** Opening EXTRACT TO READ block **
We see the same issue with DDR5 and PCIe5.0 in PC, if all you're doing is putting a GeForce GT 1080 chip on a PCIe5.0 bus, it wouldn't matter if the manufacturer takes out half the lanes, which is what you often see on budget motherboards (x16 slots operating at x4 or x8)
Re: (Score:2)
Except that Apple specifically added this feature, presumably because it did actually make a difference.
"Or found other ways to boost the performance."
You seem confused. Apple found THIS way to "boost the performance".
Memory Bandwidth (Score:1, Troll)
Apple chips are basically the most easily accessible, high-performance hardware for at-home/open-source LLM usage. Memory bandwidth and size are the key constraints on inference speed. Maybe it's intended, maybe it's a happy coincidence for Apple that anyone who wants the best LLM performance on a Mac is going to be pushed into buying the most expensive tier(s). I suspect they knew what they were doing.
Re: (Score:3)
For all those masses implementing their own LLMs at home on consumer hardware. I mean, who doesn't keep their own personal few hundred terabytes of training data around to push though their MacBook Pro?
Re: (Score:3)
For all those masses implementing their own LLMs at home on consumer hardware. I mean, who doesn't keep their own personal few hundred terabytes of training data around to push though their MacBook Pro?
Hundreds of terabytes? The pile is less than a TB... World class models are trained on something on the order of 4T tokens. Besides I'm pretty sure everyone is talking about inference rather than training.
I only have about 150GB of memory bandwidth on my workstation so even taking full advantage of AMX tile registers I'm lucky to see a token a second (non batched) on something like a Falcon 180B model perhaps closer to 2 if heavily quantized. With a MAC you can get over twice that which for the price and
Re: (Score:2)
From the outside of the argument... (Score:5, Insightful)
Apple haters spend an awful lot of time imagining things that apple fans must be saying to justify themselves and refuting them.
Apple users spend little to no time worrying about justifying themselves.
It's a debate where one side is frothing at the mouth, and the chairs on the other side of the stage are empty.
Re: (Score:3)
Re: (Score:1)
Oh, hey. There you are. :)
Re: (Score:2)
There're also just trolls looking to get a reaction. Being unhinged and mouth-frothy is a good way to get a reaction. A well-reasoned and mild-mannered comment can be consumed an
Re: (Score:2)
Re: (Score:2)
Apple haters spend an awful lot of time imagining things that apple fans must be saying to justify themselves and refuting them.
Apple users spend little to no time worrying about justifying themselves.
It's a debate where one side is frothing at the mouth, and the chairs on the other side of the stage are empty.
Well said, bravo!
Re: (Score:3)
Apple haters spend an awful lot of time imagining things that apple fans must be saying to justify themselves and refuting them.
Apple users spend little to no time worrying about justifying themselves.
It's a debate where one side is frothing at the mouth, and the chairs on the other side of the stage are empty.
Irony is not your strong suit.
You've made at least two posts on this article saying the same thing.
You seem to spend an inordinate amount of time trying to justify why you've bought Apple products and trying to dismiss anyone who disagrees with you as "haters".
You did get one thing right, only one side of this argument is "frothing".
Good to see (Score:1)
"Apple M3 Pro Chip Has 25% Less Memory Bandwidth Than M1/M2 Pro"
It's good to see Apple conserving bandwidth like this, I bet Lenovo and Dell wished they'd thought of it. Brilliant.
** Closing EXTRACT TO READ block **
** Opening SUPPLIED MATERIAL block **
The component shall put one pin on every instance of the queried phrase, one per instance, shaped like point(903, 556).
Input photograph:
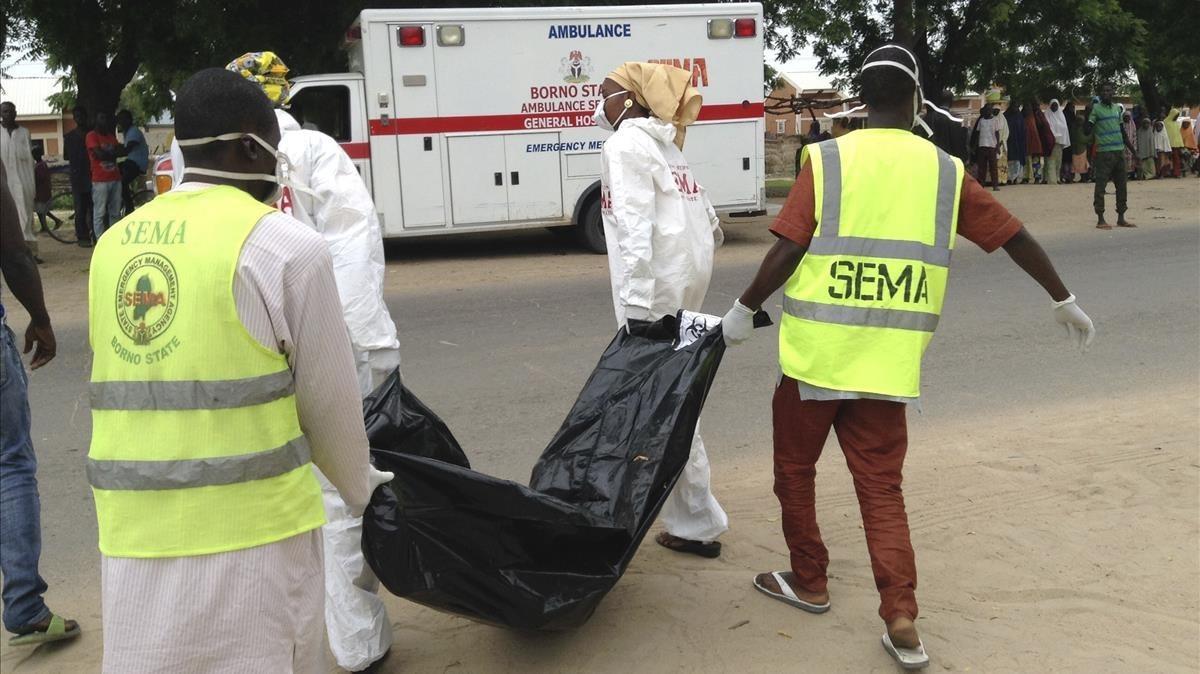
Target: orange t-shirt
point(982, 218)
** Closing SUPPLIED MATERIAL block **
EXERCISE
Can you quote the Apple chip thread word for word from "Good to see (Score:1)" to "of it. Brilliant."? The listing has nothing to do with the Apple chip thread.

FINISHED EXERCISE
Good to see (Score:1)
"Apple M3 Pro Chip Has 25% Less Memory Bandwidth Than M1/M2 Pro"
It's good to see Apple conserving bandwidth like this, I bet Lenovo and Dell wished they'd thought of it. Brilliant.